> [DIRECTIONS]:
Write out the part of the Greek strike article that begins at the words "In Athens, demonstrations" and stops after the words "by Greek standards.".

> [SUPPLIED TEXT]:
————

Violence Erupts as Greeks Strike to Protest Austerity

ATHENS — Widespread protests erupted across Greece on Wednesday as trade unions called a nationwide strike to contest billions of euros in new salary and pension cuts being discussed by the government and its international creditors.

The walkout is the first since a conservative coalition led by Prime Minister Antonis Samaras came to power in June.

Mr. Samaras is negotiating a $15 billion austerity package that is needed to persuade Greece’s so-called troika of lenders — the International Monetary Fund, the European Central Bank and the European Commission — to release nearly $40.7 billion in financial aid that the country needs to stay solvent.

In Athens, demonstrations were peaceful throughout the morning, as civil servants, teachers, medical personnel, bank employees and lawyers made their way to the city center. A police spokeswoman put the turnout at 35,000 to 40,000 people — modest by Greek standards.

————

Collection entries
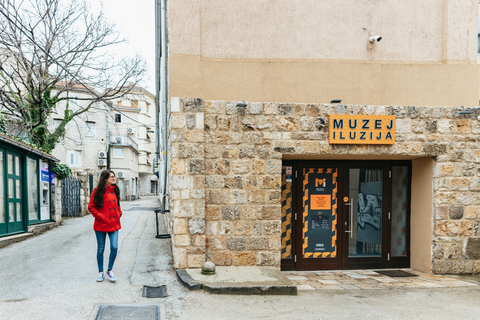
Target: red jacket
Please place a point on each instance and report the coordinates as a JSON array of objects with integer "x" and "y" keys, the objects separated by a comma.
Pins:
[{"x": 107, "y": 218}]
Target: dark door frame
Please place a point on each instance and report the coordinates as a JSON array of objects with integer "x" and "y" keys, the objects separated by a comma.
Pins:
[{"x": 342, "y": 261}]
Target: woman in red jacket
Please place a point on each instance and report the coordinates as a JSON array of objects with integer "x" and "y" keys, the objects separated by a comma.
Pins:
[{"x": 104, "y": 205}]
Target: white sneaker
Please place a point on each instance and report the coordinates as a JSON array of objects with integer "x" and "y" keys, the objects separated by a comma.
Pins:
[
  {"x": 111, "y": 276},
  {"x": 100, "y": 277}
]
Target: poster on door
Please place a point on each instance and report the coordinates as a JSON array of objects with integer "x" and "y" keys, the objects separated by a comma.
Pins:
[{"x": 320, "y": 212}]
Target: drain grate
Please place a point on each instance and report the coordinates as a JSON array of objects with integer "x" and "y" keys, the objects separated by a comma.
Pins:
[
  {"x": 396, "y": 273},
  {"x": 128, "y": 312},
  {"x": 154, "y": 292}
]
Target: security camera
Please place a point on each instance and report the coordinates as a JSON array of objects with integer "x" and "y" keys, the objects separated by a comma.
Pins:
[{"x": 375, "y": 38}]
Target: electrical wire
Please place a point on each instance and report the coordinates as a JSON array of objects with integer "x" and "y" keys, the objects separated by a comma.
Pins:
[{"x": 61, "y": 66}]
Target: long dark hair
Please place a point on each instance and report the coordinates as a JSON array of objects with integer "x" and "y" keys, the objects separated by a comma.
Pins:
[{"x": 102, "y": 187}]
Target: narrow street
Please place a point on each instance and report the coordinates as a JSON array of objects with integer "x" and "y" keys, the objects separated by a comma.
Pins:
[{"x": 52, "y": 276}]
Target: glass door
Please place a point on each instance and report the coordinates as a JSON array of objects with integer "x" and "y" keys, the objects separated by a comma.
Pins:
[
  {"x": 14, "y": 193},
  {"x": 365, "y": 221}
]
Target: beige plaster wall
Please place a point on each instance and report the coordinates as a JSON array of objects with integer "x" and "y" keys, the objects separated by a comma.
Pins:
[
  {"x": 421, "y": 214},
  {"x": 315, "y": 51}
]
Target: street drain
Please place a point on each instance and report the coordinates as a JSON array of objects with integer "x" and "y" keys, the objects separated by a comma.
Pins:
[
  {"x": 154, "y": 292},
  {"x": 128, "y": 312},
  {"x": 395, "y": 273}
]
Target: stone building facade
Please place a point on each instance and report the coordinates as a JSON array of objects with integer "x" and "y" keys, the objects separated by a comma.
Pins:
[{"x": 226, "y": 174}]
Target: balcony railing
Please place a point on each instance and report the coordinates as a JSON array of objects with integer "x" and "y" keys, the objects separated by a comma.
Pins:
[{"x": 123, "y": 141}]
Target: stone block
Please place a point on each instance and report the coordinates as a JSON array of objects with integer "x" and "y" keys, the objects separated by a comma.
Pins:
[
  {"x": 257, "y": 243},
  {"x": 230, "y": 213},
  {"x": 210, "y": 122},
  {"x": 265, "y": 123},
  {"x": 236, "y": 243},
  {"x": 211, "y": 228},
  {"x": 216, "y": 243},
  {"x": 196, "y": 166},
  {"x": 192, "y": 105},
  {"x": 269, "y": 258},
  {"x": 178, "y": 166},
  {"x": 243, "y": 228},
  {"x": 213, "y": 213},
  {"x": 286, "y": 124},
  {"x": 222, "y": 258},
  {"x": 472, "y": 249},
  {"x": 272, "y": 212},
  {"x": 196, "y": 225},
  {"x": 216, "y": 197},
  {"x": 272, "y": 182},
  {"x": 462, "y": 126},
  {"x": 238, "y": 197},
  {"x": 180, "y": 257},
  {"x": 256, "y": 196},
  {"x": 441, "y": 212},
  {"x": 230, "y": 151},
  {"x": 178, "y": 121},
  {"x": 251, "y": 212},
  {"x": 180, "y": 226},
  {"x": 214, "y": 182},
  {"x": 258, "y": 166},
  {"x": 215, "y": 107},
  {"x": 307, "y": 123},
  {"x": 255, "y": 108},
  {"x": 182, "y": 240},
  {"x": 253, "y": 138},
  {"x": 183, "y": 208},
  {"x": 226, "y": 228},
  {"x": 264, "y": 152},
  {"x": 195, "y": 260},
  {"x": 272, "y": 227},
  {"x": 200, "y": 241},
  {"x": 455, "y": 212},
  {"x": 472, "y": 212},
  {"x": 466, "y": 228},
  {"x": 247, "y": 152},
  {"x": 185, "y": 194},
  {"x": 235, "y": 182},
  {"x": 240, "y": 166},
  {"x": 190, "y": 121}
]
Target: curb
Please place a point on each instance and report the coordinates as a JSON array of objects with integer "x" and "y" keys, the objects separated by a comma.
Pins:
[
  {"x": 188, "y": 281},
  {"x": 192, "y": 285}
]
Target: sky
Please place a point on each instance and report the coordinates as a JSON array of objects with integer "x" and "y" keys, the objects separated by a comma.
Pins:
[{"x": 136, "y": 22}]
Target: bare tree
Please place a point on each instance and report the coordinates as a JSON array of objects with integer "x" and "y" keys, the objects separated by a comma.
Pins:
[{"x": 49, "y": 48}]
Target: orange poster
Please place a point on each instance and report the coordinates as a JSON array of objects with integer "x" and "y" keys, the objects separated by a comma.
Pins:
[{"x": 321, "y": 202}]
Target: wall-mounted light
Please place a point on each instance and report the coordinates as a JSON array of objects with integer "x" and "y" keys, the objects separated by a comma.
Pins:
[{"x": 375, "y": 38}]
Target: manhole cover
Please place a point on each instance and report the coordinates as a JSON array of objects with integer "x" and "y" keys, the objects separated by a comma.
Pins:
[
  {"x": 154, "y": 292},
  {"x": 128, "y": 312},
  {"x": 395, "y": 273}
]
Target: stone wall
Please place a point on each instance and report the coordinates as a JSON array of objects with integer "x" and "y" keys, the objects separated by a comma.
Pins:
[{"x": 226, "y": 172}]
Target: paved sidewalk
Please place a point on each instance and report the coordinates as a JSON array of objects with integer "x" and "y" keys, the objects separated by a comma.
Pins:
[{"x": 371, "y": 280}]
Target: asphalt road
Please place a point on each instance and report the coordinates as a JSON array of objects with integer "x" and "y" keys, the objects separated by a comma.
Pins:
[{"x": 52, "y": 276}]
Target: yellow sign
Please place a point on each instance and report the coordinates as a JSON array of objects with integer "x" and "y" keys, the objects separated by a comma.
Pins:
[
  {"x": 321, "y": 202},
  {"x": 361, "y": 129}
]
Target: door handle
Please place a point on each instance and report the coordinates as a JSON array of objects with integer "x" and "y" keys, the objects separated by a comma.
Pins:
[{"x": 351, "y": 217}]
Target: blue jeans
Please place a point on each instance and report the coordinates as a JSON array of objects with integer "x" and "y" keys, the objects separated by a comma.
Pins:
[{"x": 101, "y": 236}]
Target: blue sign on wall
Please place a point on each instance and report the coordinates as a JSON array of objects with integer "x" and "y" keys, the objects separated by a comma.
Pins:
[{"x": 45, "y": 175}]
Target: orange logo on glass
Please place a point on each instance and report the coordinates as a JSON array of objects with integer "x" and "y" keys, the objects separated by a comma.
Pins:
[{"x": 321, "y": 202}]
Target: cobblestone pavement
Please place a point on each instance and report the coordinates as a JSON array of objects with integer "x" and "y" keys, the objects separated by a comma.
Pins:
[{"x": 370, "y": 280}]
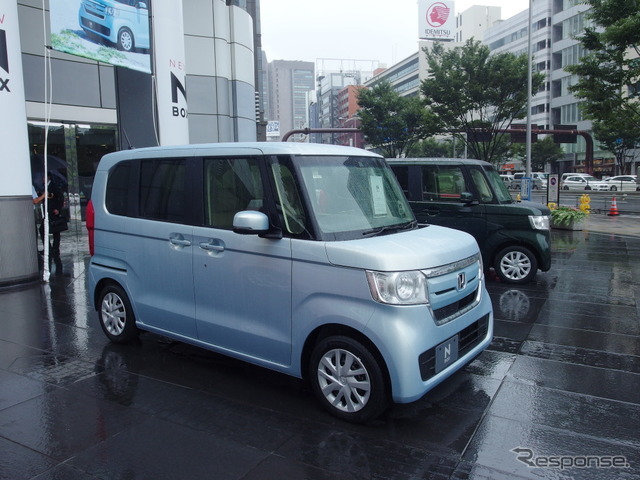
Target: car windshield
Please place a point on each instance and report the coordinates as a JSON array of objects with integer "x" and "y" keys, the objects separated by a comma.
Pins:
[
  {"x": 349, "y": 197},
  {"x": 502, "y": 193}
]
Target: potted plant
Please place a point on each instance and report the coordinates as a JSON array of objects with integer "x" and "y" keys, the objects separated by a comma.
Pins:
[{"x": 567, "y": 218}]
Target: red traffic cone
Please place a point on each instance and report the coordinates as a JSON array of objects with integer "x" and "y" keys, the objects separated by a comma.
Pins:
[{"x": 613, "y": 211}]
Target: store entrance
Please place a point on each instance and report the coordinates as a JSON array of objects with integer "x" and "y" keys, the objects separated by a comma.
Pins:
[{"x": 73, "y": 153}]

————

> [ANSWER FOR THIS EXERCISE]:
In Athens, demonstrations were peaceful throughout the morning, as civil servants, teachers, medical personnel, bank employees and lawyers made their way to the city center. A police spokeswoman put the turnout at 35,000 to 40,000 people — modest by Greek standards.